Quand le besoin d’aide cache un manque d’affirmation de soi

Derrière un appel à l’aide se cache parfois une difficulté à s’affirmer, qui suscite chez l’autre un comportement de type parental et fausse la relation.

Sur les forums de discussion, de nombreuses personnes viennent chercher conseil, souvent à propos de relations complexes. Ce fut le cas d’une jeune femme qui, souhaitant mettre un terme à une amitié devenue pesante, introduit son message par ces mots : « J’ai besoin de votre aide. »

À première vue, cette formule semble anodine. Pourtant, du point de vue psychologique, elle dit beaucoup. Le mot besoin place immédiatement la locutrice en position de dépendance. Elle ne pose pas une question, elle ne cherche pas un point de vue : elle exprime un besoin, ce qui la situe dans un registre de vulnérabilité, voire d’impuissance.

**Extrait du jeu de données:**

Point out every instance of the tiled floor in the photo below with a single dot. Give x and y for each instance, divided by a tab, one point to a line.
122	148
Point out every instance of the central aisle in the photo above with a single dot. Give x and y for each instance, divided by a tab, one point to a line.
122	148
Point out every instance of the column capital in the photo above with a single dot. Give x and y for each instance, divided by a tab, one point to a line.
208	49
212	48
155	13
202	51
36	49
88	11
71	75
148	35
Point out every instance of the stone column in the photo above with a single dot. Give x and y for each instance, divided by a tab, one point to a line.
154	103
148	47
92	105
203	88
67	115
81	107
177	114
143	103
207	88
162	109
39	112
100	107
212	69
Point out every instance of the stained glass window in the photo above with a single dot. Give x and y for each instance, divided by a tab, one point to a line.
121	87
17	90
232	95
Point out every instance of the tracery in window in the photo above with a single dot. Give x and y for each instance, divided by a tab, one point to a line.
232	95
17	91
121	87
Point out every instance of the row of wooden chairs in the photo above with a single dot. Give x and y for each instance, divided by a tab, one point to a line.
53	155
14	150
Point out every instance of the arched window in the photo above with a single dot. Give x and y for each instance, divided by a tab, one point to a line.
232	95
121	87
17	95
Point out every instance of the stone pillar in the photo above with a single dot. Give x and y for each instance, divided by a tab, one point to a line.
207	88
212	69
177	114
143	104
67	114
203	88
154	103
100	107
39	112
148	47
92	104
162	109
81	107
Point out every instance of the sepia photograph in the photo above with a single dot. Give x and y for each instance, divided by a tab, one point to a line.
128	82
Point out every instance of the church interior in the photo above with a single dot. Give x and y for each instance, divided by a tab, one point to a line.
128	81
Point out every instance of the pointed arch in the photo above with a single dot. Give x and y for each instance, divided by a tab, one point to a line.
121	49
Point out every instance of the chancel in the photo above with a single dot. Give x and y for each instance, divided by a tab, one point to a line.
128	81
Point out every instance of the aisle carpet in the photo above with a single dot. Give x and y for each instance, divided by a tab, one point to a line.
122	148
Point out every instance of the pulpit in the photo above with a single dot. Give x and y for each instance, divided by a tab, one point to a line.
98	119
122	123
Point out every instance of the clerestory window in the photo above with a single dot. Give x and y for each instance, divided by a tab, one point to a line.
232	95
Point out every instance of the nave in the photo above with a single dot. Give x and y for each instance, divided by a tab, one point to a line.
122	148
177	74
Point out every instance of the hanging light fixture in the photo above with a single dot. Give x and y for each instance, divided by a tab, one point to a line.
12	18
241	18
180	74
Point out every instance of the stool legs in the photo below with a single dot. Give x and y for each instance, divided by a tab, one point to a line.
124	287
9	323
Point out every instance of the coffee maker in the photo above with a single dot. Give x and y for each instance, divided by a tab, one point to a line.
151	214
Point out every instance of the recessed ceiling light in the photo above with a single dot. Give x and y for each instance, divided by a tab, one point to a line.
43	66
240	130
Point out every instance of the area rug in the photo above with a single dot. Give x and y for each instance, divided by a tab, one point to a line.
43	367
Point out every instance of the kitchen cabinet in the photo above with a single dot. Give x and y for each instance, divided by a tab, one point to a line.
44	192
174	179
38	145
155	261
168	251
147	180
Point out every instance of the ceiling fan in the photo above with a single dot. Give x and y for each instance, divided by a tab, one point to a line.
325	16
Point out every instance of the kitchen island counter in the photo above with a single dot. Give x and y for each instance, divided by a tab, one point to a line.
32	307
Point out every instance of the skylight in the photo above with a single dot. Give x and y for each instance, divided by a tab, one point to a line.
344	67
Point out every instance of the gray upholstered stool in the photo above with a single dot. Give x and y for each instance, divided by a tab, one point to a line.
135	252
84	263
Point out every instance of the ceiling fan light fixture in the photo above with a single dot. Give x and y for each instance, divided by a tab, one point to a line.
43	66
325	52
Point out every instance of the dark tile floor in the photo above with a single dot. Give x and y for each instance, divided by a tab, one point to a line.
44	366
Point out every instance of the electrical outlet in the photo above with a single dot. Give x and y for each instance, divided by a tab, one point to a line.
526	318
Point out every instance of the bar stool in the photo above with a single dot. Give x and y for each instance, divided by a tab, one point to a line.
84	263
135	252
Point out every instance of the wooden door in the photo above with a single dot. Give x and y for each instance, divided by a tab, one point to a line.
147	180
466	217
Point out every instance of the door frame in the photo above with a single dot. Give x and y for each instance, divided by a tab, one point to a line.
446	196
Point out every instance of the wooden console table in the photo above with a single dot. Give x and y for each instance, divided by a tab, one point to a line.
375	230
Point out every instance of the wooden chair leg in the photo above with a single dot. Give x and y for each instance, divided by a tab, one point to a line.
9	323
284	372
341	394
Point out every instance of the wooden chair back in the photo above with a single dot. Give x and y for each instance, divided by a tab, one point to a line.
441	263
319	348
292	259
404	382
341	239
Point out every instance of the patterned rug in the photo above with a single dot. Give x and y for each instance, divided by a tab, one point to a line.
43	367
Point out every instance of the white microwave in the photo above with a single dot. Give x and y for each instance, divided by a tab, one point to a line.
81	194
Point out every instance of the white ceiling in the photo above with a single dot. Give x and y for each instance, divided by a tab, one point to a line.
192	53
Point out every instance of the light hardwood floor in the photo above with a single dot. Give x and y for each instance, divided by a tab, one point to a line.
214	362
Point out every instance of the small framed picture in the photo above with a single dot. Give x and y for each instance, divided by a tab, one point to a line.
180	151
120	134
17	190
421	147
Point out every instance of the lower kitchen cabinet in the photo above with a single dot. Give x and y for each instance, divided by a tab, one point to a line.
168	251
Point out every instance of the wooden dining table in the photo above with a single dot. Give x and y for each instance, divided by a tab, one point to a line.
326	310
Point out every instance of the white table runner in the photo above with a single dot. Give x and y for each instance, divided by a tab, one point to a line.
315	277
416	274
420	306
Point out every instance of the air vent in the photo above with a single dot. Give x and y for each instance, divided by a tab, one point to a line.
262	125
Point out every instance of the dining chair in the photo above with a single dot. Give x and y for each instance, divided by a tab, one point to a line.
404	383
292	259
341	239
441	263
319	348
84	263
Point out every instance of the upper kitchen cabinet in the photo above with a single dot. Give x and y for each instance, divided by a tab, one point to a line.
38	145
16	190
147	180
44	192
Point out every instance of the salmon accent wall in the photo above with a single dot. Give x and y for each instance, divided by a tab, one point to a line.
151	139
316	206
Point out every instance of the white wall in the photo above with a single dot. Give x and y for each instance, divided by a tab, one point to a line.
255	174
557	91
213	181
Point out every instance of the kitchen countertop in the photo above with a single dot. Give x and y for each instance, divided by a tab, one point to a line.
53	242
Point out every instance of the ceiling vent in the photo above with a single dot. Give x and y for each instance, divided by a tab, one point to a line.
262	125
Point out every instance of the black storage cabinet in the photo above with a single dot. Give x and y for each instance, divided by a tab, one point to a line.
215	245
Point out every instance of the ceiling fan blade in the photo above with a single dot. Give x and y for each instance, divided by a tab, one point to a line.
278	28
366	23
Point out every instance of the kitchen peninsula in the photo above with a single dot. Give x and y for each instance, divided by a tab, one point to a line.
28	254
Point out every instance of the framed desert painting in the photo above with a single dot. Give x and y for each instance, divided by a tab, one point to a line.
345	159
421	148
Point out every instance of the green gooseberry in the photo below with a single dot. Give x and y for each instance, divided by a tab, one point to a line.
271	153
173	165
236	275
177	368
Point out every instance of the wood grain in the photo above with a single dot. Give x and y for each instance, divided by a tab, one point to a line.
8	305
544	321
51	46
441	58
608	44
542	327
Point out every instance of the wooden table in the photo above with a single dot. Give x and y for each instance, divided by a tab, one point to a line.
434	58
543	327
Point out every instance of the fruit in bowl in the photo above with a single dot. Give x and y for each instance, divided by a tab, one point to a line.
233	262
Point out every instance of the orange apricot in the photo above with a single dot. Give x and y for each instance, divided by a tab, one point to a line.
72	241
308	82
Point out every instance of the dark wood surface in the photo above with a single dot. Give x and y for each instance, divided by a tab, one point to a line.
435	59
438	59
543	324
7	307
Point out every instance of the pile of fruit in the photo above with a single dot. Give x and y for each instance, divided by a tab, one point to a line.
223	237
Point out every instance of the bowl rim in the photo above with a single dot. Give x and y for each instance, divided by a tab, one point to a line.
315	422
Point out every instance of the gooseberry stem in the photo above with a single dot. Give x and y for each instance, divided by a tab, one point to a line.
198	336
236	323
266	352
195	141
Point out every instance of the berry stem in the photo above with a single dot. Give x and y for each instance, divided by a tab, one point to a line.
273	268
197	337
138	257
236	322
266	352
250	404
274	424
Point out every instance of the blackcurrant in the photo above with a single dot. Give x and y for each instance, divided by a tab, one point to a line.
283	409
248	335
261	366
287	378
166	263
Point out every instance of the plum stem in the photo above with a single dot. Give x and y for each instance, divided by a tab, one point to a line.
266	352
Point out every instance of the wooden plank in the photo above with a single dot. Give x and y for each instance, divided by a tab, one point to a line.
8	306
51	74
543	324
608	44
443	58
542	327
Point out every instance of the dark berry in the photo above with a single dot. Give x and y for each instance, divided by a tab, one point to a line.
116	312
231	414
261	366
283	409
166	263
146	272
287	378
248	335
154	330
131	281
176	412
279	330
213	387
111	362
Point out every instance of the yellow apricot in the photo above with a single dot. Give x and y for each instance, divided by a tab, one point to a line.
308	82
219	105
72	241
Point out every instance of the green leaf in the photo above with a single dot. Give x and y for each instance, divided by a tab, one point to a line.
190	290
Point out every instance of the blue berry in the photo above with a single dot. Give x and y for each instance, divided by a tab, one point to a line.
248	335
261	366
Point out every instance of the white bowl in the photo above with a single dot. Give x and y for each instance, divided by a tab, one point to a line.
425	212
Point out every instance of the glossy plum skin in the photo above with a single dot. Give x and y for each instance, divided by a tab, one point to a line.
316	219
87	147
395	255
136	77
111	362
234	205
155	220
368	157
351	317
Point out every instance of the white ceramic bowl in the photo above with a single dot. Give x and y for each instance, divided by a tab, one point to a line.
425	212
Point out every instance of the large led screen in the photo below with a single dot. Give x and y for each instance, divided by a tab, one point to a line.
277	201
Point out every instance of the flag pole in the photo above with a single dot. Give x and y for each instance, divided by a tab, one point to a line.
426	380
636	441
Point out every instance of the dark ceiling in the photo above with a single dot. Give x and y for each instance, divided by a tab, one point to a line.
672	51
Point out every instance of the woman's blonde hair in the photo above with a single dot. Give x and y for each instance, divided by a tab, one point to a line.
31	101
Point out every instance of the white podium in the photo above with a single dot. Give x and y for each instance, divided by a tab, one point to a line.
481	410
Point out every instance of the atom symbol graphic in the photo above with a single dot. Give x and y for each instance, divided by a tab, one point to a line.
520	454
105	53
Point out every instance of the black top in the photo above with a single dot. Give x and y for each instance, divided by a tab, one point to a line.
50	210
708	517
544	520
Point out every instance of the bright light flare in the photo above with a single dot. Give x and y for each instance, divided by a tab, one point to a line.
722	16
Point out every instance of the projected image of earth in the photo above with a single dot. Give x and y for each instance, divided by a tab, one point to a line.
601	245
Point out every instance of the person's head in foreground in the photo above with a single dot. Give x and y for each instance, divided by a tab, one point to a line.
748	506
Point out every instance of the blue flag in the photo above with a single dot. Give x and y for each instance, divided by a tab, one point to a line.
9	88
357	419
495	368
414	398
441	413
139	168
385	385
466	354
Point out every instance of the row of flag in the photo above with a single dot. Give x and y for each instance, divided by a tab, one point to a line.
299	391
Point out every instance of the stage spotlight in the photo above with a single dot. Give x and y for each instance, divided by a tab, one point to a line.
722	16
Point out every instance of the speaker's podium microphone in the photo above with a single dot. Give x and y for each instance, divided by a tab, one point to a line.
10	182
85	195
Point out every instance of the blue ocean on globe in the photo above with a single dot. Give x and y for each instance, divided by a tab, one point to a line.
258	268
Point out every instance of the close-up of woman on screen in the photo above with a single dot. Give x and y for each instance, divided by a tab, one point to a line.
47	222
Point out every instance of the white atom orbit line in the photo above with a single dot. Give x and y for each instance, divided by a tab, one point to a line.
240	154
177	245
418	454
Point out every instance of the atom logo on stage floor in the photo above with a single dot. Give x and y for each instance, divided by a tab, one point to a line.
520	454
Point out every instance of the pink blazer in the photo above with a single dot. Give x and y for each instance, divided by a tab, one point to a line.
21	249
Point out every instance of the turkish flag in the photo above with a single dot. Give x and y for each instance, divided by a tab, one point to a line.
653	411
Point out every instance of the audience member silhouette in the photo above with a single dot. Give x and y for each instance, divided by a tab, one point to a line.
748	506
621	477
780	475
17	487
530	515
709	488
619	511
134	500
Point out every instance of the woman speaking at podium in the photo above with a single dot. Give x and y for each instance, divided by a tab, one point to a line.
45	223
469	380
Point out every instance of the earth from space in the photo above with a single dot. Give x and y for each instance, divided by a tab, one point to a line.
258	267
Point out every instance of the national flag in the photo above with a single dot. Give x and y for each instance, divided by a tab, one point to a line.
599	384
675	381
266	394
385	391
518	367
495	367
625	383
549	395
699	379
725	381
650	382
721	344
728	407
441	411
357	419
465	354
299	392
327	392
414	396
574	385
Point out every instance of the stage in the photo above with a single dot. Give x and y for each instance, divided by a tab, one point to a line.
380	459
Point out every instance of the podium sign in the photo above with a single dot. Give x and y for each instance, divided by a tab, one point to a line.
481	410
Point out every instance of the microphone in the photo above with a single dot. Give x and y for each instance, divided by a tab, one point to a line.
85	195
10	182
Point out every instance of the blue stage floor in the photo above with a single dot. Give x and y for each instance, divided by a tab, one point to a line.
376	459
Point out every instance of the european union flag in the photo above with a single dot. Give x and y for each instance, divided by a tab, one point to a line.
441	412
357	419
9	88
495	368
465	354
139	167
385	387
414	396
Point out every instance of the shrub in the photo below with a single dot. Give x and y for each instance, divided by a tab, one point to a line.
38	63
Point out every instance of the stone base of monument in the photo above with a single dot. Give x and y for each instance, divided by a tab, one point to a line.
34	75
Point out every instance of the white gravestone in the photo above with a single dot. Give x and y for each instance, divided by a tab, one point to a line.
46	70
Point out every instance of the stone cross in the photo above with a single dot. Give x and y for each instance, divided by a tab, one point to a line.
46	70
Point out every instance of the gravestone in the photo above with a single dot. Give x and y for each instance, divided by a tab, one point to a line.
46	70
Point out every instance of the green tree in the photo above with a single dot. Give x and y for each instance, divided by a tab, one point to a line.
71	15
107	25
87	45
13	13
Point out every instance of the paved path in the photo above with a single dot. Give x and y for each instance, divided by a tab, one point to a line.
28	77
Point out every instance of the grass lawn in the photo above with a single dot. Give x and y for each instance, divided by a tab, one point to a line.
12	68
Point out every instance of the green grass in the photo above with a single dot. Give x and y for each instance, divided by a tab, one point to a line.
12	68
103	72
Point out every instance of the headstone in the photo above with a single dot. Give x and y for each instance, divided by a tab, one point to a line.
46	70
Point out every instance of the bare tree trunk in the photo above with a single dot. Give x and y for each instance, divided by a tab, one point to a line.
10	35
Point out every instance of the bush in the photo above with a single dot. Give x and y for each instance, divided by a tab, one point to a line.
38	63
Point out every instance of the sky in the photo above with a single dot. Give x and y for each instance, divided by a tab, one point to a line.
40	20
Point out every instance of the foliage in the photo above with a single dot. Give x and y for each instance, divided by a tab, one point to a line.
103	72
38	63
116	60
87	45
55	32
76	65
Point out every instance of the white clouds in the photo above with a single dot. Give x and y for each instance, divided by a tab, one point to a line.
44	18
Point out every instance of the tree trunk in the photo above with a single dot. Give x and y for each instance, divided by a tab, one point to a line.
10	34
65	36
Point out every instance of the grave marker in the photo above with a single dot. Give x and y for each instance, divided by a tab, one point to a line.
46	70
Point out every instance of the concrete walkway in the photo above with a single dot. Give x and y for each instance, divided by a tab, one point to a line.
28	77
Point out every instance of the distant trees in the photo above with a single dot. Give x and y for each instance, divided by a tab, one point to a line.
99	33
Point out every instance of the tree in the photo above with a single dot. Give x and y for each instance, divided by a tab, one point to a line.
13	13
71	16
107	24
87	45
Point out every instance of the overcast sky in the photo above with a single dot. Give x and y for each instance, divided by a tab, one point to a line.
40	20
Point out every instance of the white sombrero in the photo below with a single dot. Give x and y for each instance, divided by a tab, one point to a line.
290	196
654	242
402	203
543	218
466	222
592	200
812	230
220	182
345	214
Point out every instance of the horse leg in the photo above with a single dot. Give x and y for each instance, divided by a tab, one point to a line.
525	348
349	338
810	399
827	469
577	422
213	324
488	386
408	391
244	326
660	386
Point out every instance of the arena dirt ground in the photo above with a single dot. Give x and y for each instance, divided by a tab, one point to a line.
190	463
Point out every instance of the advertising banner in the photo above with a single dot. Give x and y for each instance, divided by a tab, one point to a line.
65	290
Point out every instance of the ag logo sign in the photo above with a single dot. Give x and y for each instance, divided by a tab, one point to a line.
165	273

**Série d'exercices:**
A. Indiquez si chacune des affirmations suivantes concorde avec le texte sur le besoin d’aide, en justifiant par oui ou par non et par une citation exacte du texte. (i) La jeune femme veut mettre fin à une amitié devenue pesante. (ii) D’après le texte, la formule « J’ai besoin de votre aide » ne révèle rien sur le plan psychologique. (iii) La locutrice pose une question précise aux membres du forum.
B. Recopiez sans aucune modification le passage du texte sur le besoin d’aide qui va de « Quand le besoin » à « vulnérabilité, voire d’impuissance. ».

**Corrigé:**
A.
(i) Oui : « souhaitant mettre un terme à une amitié devenue pesante ».
(ii) Non : « Pourtant, du point de vue psychologique, elle dit beaucoup. »
(iii) Non : « Elle ne pose pas une question, elle ne cherche pas un point de vue ».

B.
Quand le besoin d’aide cache un manque d’affirmation de soi

Derrière un appel à l’aide se cache parfois une difficulté à s’affirmer, qui suscite chez l’autre un comportement de type parental et fausse la relation.

Sur les forums de discussion, de nombreuses personnes viennent chercher conseil, souvent à propos de relations complexes. Ce fut le cas d’une jeune femme qui, souhaitant mettre un terme à une amitié devenue pesante, introduit son message par ces mots : « J’ai besoin de votre aide. »

À première vue, cette formule semble anodine. Pourtant, du point de vue psychologique, elle dit beaucoup. Le mot besoin place immédiatement la locutrice en position de dépendance. Elle ne pose pas une question, elle ne cherche pas un point de vue : elle exprime un besoin, ce qui la situe dans un registre de vulnérabilité, voire d’impuissance.